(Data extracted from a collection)
********

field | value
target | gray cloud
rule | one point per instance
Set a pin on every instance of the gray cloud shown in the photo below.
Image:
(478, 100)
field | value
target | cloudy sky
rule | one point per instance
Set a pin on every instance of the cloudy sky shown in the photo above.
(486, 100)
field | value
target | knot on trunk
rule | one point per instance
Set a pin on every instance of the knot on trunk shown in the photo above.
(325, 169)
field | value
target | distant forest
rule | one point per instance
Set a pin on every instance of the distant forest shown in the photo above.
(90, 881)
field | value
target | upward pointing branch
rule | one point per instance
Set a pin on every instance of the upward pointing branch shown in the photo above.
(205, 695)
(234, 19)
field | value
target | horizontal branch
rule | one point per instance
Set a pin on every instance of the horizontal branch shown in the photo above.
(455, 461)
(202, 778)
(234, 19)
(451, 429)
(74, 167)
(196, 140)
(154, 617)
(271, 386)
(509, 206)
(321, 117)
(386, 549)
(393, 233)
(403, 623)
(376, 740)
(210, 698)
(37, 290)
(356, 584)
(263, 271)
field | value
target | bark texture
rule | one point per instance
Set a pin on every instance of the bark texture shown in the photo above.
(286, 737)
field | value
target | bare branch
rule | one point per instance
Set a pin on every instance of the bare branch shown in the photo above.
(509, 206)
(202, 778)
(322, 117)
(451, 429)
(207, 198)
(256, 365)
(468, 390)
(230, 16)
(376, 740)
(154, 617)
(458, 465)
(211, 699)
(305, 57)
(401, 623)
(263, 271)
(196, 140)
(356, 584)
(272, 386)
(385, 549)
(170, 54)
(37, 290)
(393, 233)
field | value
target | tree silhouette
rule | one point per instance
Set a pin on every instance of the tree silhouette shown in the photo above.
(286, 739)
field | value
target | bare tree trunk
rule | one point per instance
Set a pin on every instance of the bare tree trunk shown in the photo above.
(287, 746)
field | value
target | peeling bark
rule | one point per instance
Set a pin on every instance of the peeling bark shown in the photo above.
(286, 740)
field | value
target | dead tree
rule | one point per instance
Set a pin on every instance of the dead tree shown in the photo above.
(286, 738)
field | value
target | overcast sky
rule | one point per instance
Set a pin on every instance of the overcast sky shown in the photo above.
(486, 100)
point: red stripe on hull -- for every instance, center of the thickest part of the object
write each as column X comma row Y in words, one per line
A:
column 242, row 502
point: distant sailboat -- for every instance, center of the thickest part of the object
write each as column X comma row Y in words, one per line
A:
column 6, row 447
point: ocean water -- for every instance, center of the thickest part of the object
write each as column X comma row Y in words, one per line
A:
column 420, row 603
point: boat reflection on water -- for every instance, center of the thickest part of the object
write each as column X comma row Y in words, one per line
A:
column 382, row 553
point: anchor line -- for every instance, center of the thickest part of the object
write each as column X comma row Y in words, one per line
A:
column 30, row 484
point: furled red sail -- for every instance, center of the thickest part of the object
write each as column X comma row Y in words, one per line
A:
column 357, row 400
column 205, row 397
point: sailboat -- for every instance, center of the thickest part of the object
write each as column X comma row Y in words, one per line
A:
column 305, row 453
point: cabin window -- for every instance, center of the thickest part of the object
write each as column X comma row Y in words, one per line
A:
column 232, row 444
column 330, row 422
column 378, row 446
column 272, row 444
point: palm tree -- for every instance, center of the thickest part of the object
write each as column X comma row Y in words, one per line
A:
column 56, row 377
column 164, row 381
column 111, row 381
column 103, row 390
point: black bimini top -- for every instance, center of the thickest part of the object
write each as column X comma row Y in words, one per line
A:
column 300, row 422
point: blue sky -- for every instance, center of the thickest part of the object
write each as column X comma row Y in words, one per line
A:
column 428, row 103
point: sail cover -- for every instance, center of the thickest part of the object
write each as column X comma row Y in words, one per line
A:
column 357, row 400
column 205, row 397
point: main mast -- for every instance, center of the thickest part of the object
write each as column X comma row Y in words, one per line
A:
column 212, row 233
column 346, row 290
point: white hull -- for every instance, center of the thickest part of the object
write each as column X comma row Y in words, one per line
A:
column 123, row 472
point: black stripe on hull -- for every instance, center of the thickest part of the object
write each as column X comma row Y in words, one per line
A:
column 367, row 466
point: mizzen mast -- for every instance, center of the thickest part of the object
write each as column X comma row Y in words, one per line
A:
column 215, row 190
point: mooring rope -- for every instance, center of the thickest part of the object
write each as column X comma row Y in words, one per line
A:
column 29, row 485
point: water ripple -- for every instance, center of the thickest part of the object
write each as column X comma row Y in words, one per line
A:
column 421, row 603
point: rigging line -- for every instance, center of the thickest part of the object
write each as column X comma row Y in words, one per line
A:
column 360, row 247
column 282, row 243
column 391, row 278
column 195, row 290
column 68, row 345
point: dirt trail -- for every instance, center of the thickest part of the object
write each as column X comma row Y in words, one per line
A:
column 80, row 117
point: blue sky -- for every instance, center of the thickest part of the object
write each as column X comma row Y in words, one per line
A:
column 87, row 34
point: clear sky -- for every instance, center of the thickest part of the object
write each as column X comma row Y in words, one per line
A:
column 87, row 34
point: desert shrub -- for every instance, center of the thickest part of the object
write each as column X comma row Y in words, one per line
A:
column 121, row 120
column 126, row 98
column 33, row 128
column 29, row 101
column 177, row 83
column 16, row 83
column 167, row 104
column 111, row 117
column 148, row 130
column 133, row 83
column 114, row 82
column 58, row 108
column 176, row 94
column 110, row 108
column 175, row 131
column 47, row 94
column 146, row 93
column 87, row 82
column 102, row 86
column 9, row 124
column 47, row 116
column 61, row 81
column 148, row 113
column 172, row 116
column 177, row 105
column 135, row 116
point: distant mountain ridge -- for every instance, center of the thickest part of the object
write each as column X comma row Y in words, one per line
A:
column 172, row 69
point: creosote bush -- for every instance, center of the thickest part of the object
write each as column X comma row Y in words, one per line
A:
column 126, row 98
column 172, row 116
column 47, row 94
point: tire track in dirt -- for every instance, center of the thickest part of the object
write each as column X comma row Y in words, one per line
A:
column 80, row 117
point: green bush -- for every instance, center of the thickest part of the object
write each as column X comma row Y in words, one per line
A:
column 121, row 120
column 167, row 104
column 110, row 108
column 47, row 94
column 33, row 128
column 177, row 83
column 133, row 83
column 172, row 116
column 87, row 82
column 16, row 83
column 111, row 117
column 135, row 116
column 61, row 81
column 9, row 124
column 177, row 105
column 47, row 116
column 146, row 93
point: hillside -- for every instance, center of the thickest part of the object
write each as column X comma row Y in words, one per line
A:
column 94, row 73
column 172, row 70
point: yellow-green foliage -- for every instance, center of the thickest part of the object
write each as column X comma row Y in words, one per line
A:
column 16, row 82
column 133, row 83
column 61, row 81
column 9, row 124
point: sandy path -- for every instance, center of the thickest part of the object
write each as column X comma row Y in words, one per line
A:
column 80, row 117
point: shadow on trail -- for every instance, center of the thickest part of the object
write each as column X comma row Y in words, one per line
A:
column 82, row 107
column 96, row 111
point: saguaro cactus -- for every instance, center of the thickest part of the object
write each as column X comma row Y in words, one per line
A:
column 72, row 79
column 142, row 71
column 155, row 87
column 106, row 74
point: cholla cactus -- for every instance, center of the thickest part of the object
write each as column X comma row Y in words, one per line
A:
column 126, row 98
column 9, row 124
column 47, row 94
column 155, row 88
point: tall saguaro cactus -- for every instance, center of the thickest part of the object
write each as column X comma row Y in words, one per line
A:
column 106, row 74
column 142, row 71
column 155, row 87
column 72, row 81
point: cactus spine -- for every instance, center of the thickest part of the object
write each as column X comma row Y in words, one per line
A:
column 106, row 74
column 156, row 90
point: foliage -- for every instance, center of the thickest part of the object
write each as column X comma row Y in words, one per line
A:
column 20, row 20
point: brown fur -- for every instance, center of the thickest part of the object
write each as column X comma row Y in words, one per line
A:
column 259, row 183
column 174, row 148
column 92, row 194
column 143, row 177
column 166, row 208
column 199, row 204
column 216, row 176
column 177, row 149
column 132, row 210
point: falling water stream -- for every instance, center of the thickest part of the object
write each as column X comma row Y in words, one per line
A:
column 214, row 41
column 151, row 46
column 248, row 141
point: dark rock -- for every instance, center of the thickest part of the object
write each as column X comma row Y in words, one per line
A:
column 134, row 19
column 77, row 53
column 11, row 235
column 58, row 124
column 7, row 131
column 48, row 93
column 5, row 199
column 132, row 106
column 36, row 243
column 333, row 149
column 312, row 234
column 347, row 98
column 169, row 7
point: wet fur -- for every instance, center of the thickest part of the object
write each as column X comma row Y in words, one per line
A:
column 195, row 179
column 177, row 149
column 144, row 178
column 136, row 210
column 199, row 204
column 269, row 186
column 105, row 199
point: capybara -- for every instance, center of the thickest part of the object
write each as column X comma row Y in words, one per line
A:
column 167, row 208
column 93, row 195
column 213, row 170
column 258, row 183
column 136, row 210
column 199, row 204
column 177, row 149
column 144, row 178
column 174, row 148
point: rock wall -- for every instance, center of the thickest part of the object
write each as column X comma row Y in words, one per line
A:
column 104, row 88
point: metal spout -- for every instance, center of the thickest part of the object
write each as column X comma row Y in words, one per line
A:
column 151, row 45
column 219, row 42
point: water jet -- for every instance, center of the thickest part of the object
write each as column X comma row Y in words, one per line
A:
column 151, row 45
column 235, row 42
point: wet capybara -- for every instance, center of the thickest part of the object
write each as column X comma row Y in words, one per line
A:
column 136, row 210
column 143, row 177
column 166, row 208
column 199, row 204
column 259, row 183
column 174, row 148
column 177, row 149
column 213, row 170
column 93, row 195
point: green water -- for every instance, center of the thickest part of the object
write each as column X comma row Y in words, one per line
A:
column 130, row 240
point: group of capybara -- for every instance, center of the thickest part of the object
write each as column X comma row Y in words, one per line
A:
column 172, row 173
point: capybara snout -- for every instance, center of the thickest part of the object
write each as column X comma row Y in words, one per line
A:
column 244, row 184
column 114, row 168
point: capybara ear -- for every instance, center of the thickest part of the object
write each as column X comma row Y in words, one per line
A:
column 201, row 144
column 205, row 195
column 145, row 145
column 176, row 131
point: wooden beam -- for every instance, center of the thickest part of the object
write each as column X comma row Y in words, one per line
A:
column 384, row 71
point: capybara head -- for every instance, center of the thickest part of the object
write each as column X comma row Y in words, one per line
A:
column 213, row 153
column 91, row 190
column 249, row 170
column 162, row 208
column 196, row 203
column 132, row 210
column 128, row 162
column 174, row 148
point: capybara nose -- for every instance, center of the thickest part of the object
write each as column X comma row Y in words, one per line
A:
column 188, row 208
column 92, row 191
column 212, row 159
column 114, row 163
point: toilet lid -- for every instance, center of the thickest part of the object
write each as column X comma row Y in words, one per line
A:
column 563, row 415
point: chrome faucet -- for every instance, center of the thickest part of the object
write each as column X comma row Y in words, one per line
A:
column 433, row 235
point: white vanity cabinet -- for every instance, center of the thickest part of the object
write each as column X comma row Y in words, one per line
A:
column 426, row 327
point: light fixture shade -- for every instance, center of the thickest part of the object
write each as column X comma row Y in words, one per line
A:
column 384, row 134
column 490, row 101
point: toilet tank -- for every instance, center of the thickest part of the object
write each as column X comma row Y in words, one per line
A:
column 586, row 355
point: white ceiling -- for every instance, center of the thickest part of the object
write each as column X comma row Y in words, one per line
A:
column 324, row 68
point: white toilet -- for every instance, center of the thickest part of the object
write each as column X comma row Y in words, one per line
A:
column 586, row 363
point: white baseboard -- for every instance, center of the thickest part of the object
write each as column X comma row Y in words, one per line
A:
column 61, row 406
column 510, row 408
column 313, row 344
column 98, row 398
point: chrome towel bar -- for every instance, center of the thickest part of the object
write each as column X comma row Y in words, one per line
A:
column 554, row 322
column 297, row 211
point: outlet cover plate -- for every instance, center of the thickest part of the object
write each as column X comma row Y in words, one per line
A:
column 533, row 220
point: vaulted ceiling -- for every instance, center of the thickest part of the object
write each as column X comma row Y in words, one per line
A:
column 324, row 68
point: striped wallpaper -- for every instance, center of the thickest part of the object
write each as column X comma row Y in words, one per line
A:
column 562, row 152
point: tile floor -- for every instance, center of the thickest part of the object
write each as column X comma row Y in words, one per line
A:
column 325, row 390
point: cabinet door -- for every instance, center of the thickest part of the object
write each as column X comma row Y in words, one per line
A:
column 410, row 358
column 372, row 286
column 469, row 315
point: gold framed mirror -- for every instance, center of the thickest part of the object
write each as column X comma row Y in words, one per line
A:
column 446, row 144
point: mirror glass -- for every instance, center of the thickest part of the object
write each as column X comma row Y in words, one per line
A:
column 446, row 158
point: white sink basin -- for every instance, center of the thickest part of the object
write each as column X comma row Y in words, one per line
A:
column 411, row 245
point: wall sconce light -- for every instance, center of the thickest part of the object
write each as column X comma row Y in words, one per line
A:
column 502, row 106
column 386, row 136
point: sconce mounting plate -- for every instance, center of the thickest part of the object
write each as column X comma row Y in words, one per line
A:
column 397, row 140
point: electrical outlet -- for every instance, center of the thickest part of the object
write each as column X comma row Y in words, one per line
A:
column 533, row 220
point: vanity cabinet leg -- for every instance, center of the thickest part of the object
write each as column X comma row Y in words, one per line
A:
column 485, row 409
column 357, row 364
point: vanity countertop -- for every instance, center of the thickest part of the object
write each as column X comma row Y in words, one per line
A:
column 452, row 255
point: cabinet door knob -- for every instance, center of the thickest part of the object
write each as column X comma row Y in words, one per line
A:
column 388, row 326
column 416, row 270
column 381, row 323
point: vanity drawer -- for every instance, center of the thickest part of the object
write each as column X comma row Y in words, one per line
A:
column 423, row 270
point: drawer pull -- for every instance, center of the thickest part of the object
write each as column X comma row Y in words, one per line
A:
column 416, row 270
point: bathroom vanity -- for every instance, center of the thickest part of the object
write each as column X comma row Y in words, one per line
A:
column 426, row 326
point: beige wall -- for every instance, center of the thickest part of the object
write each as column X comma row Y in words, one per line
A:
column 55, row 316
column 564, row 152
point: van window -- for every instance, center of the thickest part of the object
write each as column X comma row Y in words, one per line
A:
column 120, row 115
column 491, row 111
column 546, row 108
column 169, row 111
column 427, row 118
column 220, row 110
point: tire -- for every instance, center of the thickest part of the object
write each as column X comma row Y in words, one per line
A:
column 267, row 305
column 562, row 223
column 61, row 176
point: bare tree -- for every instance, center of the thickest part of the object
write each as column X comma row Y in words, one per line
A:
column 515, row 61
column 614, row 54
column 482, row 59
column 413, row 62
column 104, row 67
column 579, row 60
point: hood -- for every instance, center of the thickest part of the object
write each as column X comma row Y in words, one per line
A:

********

- _THE TASK_: Find the word "rock" in the data and show each line that holds it.

- _EXERCISE RESULT_:
point: dark rock -- for every instance, center of the thickest part of the object
point: rock wall -- for every instance, center of the thickest part of the object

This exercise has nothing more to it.